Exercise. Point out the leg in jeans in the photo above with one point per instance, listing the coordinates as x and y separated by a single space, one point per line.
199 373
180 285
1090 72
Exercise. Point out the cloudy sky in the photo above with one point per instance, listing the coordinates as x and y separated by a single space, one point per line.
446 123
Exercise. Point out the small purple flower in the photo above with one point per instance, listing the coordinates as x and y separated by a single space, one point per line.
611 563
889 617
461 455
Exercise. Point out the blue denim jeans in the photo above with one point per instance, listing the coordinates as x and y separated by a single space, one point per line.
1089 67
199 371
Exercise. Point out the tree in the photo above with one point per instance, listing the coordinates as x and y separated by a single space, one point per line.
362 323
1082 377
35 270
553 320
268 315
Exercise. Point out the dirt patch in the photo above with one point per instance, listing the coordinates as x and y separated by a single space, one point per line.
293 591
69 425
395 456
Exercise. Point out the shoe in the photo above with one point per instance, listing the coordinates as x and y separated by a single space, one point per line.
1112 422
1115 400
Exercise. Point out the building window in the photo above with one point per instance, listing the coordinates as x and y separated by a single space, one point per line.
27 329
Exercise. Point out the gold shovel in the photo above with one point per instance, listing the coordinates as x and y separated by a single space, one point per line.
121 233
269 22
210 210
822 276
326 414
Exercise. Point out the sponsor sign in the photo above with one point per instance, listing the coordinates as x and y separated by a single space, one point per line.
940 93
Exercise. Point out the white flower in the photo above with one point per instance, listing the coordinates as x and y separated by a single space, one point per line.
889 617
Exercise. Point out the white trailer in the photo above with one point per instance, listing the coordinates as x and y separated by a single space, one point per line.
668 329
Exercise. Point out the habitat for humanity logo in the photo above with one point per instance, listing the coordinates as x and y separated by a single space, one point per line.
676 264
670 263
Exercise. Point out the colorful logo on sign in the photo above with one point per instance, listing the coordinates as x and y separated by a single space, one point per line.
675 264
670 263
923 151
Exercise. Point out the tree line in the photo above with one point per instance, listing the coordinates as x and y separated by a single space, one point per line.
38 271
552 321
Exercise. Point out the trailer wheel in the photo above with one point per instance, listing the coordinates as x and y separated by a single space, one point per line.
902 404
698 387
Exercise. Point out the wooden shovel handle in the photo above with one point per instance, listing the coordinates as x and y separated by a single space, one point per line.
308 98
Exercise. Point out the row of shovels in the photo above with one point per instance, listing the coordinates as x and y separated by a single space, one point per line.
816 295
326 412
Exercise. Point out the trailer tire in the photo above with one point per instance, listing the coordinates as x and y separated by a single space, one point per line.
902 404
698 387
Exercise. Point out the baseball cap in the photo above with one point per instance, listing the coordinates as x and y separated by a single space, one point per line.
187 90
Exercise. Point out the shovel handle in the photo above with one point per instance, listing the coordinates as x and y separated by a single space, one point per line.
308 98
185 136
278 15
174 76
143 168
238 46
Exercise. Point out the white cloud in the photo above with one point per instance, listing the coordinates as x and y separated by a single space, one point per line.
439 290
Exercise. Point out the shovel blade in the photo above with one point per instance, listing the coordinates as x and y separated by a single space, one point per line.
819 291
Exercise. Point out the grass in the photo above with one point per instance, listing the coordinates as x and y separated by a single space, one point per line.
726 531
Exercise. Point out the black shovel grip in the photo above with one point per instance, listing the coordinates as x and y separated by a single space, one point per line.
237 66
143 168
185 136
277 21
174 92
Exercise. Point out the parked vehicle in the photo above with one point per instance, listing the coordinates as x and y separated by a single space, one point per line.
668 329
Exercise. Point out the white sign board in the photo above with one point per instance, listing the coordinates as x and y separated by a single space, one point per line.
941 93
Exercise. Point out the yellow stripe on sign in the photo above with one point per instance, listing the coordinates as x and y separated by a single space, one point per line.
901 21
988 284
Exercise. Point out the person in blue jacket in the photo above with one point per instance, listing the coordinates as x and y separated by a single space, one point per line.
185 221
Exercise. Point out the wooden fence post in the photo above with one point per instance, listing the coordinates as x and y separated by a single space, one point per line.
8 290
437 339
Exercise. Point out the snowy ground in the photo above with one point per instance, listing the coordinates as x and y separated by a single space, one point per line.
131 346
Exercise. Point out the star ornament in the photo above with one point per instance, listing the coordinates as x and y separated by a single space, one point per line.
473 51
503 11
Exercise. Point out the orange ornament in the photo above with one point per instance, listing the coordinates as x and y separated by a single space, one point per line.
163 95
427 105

□ □ □ □ □

▸ **INSTRUCTIONS FOR THE TASK**
Reproduce the data above exactly, leaving nothing out.

▸ **ANSWER FOR THE TASK**
Exercise. Point out the leg in jeans in the photo above with one point per instance, listing the coordinates as x and y separated by a single space, one point per line.
199 373
180 285
1090 72
Exercise. Point out the cloudy sky in the photo above with one point per instance, listing the coordinates as x and y separated by a single space, one point per line.
446 123
Exercise. Point out the small purple flower in the photo above with one point per instance, listing the coordinates as x and y separated by a single space, one point per line.
611 563
889 617
461 455
Exercise. Point out the blue denim jeans in the photo above with one point per instance, listing the coordinates as x and y separated by a single space, one point per line.
1089 67
199 371
Exercise. Point out the tree in the photo above with one point per instance, listing the coordinates as x and y separated by a single space, one point per line.
362 323
1082 377
35 270
553 320
268 315
Exercise. Point out the dirt patch in the photo above with one point per instance, listing the coordinates as x and y separated by a single space, one point per line.
293 591
69 425
395 456
Exercise. Point out the shoe in the photo above with one point per instance, listing the coordinates as x and y separated by a single space, one point per line.
1112 422
1115 400
Exercise. Point out the building window in the photo above with one point per instance, listing the coordinates as x and y separated by a single space, one point per line.
27 329
Exercise. Point out the gold shovel in the photo above with one point per instance, listing the coordinates as x and y separated by a single space, one point per line.
121 233
269 22
210 210
822 276
326 414
Exercise. Point out the sponsor sign in the photo above with one point per instance, listing the coordinates as x and y separated by a single space, one point per line.
940 93
Exercise. Point out the white flower in the photo above with one point per instance, listing the coordinates as x and y separated by a single space, one point per line.
889 617
Exercise. Point out the white trailer in the photo above with one point per instance, listing the coordinates as x and y separated by a single space, one point per line.
668 329
Exercise. Point out the habitat for humanity logo in the photo above with one point per instance, listing the coordinates as x and y separated by a single space, one point per line.
676 264
670 263
Exercise. Point out the colorful logo on sign in the photo above with one point per instance, listing the coordinates as x and y separated by a single space, one point per line.
675 264
670 263
923 151
Exercise. Point out the tree line in the photo above with one point per instance, listing the coordinates as x and y separated by a single space, one point per line.
38 271
552 321
Exercise. Point out the trailer wheel in the photo above with one point per instance, listing the coordinates as x and y separated by a single space, one point per line.
902 404
698 387
Exercise. Point out the wooden shovel handle in the photo above with one point per instance, listing the coordinates as x and y separated by a single space, one point per line.
308 98
Exercise. Point out the row of shovels in the photo above with one point per instance, listing the coordinates as x and y separated by a single space, one point per line.
816 295
326 412
Exercise. Point out the trailer tire in the photo above with one point per instance, listing the coordinates as x and y separated by a single space, one point per line.
902 404
698 387
Exercise. Point out the baseball cap in the photo above with one point per instance, listing the coordinates as x and y separated by a single space, one point per line.
187 90
Exercise. Point out the shovel handle in the photo above with one point per instance, listing the coordinates as x and y separated by a single space, one point per line.
308 98
185 136
278 15
174 76
143 168
238 46
Exercise. Point out the white cloud in the photo above with one point per instance, listing the coordinates as x and y separated by a single space, one point per line.
439 290
Exercise. Point out the shovel blade in the photo above with one point per instance, listing the coordinates as x and y separated by a single space, one point per line.
819 291
Exercise. Point out the grass in the photo above with one point per instance, listing the coordinates as x and y separated by a single space, one point per line.
726 531
Exercise. Point out the black shovel grip in the photo above with one point per instance, listing the coordinates as x and y separated by a single space, one point per line.
237 66
143 168
185 136
277 21
174 92
Exercise. Point out the parked vehicle in the photo above with one point per instance, listing the coordinates as x and y separated by a single space, one point per line.
668 329
Exercise. Point out the white sign board in the photo above with one point per instance, listing the coordinates as x and y separated by a single space, one point per line.
941 93
Exercise. Point out the yellow stripe on sign in the photo above with one point per instance, listing the coordinates as x and y separated by a single space, one point per line.
901 21
988 284
Exercise. Point out the person in blue jacket in the photo above with one point per instance, listing the coordinates as x and y separated by a single space, one point per line.
185 221
Exercise. Point out the wooden fence post in the photo above with one point per instance, listing the coordinates as x and y separated by a single space, one point per line.
8 290
437 339
Exercise. Point out the snowy ground in the photo above with one point per instance, listing the coordinates as x and y separated by a single space, one point per line.
131 346
Exercise. Point out the star ornament in the photo above with one point per instance, listing the coordinates as x and y separated by a single space, one point per line.
473 51
503 11
Exercise. Point out the orange ornament in the photo above with one point per instance, listing the coordinates as x and y separated by a single space, one point per line.
163 95
427 105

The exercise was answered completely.